▸ What is expected
Each entry below is to be given again word for word, with no pictures.

▸ Data excerpts
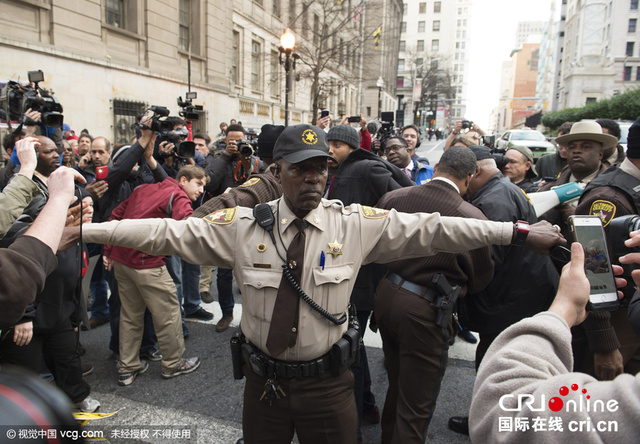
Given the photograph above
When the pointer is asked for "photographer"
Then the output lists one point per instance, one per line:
(466, 127)
(534, 357)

▸ Correct response
Given the photograph above
When the pointer is asked for "photographer"
Then the output lists one point per instance, one per line:
(466, 127)
(534, 357)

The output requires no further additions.